__Required task__
Please copy every row below line for line, leaving out the pictures.

__Extracted records__

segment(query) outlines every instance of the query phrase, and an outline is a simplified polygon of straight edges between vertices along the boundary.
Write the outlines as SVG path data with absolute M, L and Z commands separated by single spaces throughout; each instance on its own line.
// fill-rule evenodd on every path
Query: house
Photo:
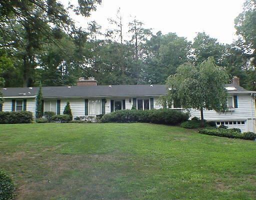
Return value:
M 256 132 L 256 92 L 246 90 L 240 86 L 239 78 L 234 77 L 226 86 L 230 96 L 227 100 L 228 110 L 218 112 L 204 110 L 206 120 L 238 128 L 242 131 Z M 4 102 L 0 110 L 28 110 L 36 114 L 36 98 L 38 88 L 8 88 L 2 89 Z M 70 102 L 73 116 L 96 116 L 120 110 L 159 109 L 160 96 L 167 94 L 164 84 L 98 86 L 93 78 L 80 78 L 76 86 L 47 86 L 42 88 L 44 111 L 63 113 Z M 181 108 L 172 108 L 184 110 Z M 200 117 L 200 110 L 190 109 L 191 117 Z

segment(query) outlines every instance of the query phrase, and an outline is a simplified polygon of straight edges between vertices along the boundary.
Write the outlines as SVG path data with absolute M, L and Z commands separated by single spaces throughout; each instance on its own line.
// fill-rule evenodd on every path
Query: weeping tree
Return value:
M 38 91 L 38 95 L 36 98 L 36 118 L 40 118 L 44 115 L 44 110 L 42 109 L 42 88 L 40 86 Z
M 228 80 L 226 72 L 216 65 L 213 57 L 198 66 L 185 64 L 168 78 L 168 94 L 162 100 L 170 104 L 178 100 L 184 108 L 200 110 L 201 126 L 204 127 L 204 109 L 218 112 L 227 109 L 224 84 Z

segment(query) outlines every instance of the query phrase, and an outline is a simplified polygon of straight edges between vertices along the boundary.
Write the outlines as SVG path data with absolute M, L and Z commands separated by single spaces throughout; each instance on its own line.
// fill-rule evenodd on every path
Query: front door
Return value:
M 114 111 L 122 110 L 122 102 L 121 100 L 114 101 Z

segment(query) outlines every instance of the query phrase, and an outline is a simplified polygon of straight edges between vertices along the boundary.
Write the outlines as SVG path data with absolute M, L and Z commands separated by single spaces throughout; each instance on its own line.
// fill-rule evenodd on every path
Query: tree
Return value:
M 39 90 L 36 95 L 36 118 L 42 118 L 44 115 L 43 107 L 42 107 L 42 87 L 40 86 Z
M 198 33 L 192 44 L 194 50 L 194 61 L 199 64 L 210 56 L 214 57 L 217 64 L 222 65 L 222 57 L 225 46 L 220 44 L 217 39 L 212 38 L 204 32 Z
M 63 112 L 63 114 L 68 114 L 70 116 L 70 120 L 72 120 L 73 119 L 73 116 L 72 115 L 72 111 L 71 110 L 71 108 L 70 108 L 70 104 L 69 102 L 66 102 L 66 104 L 64 108 L 64 111 Z
M 34 84 L 36 56 L 42 44 L 51 43 L 62 49 L 62 44 L 56 42 L 58 32 L 64 32 L 72 38 L 78 35 L 78 31 L 81 32 L 70 18 L 69 12 L 88 16 L 101 0 L 78 0 L 74 6 L 76 2 L 66 8 L 55 0 L 1 0 L 0 33 L 8 38 L 6 43 L 14 50 L 18 48 L 16 52 L 22 60 L 19 66 L 24 86 Z
M 226 72 L 216 65 L 212 57 L 198 66 L 185 64 L 178 68 L 175 74 L 168 78 L 169 90 L 163 101 L 170 103 L 178 100 L 182 108 L 200 110 L 201 126 L 204 127 L 204 109 L 226 109 L 224 84 L 227 80 Z

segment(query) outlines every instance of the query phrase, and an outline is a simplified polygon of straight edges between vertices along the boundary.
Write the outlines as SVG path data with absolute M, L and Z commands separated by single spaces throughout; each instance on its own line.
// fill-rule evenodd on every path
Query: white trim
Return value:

__Solution for this task__
segment(query) outlines every instance of the query phrase, and an outline is a simplified polygon of straight edges between vertices along the boundary.
Write the outlines as SVG path data with absolute M, L and Z commands separated by single spaces throughout; each instance on its own line.
// fill-rule evenodd on every path
Query: house
Photo:
Return value:
M 256 132 L 256 92 L 246 90 L 240 86 L 239 78 L 234 77 L 226 86 L 230 96 L 227 100 L 228 110 L 218 112 L 204 110 L 206 120 L 238 128 L 242 131 Z M 4 102 L 0 110 L 28 110 L 36 114 L 36 98 L 38 88 L 8 88 L 2 89 Z M 70 102 L 73 116 L 96 116 L 120 110 L 159 109 L 160 96 L 167 94 L 164 84 L 98 86 L 93 78 L 80 78 L 76 86 L 47 86 L 42 88 L 44 111 L 63 113 Z M 181 108 L 172 108 L 184 110 Z M 200 117 L 200 110 L 190 109 L 191 117 Z

segment(query) outlines every instance of the query phrase, and an outline is a simplified polygon of straight edges between vertices along the boundary.
Write the outlines as SVG path data with absolute M, L and Z commands separated by single spaces throughout; each instance on its own line.
// fill-rule evenodd on every path
Query: weeping tree
Return value:
M 38 91 L 38 95 L 36 98 L 36 118 L 40 118 L 44 115 L 44 110 L 42 109 L 42 88 L 40 86 Z
M 228 80 L 226 72 L 216 65 L 213 57 L 198 66 L 185 64 L 168 78 L 168 94 L 162 100 L 170 104 L 178 100 L 184 108 L 200 110 L 201 126 L 204 127 L 204 109 L 218 112 L 227 109 L 224 84 Z

segment(query) outlines every instance of the query phrase, and an outline is a simplified polygon of straight edges between vertices along the boundary.
Write the outlines as SVG path data with absolute M, L and Z commands separated by single spaces throughout; each instance on its own line.
// fill-rule evenodd on every path
Query: front door
Return value:
M 114 111 L 122 110 L 122 102 L 121 100 L 114 101 Z

segment(query) outlines every instance of the query phrase, and an outline is a simplified polygon of straight edges between vertices along the boundary.
Write the outlines as SVG path data with absolute M, L and Z commands separated by single spaces throughout; each instance on its own line.
// fill-rule evenodd on every path
Query: tree
Return value:
M 39 90 L 36 95 L 36 118 L 42 118 L 44 115 L 43 107 L 42 107 L 42 87 L 40 86 Z
M 198 33 L 192 44 L 194 50 L 194 61 L 199 64 L 210 56 L 214 57 L 217 64 L 222 65 L 222 57 L 225 46 L 220 44 L 217 39 L 212 38 L 204 32 Z
M 63 112 L 63 114 L 68 114 L 70 116 L 70 120 L 72 120 L 73 119 L 73 116 L 72 115 L 72 111 L 71 110 L 71 108 L 70 108 L 70 104 L 69 102 L 66 102 L 66 104 L 64 108 L 64 111 Z
M 34 84 L 36 56 L 42 44 L 51 43 L 62 49 L 62 44 L 56 42 L 58 32 L 64 32 L 72 38 L 78 35 L 78 31 L 81 32 L 70 18 L 69 12 L 88 16 L 101 0 L 78 0 L 74 6 L 76 2 L 66 8 L 55 0 L 1 0 L 0 33 L 8 38 L 6 43 L 14 50 L 18 48 L 16 52 L 22 60 L 19 66 L 24 86 Z
M 226 72 L 216 65 L 212 57 L 198 66 L 185 64 L 178 68 L 175 74 L 168 78 L 169 90 L 163 101 L 170 103 L 178 100 L 182 108 L 200 110 L 201 126 L 204 127 L 204 109 L 226 109 L 224 84 L 227 80 Z

segment(query) outlines every instance of the query phrase, and an outline is a simplified polygon of straight edges between vertices along the boundary.
Write the outlines as SVG path data with absolute M, L and Z commands separated by single spaces throughout; each instance on its own line.
// fill-rule evenodd on every path
Query: white trim
Return value:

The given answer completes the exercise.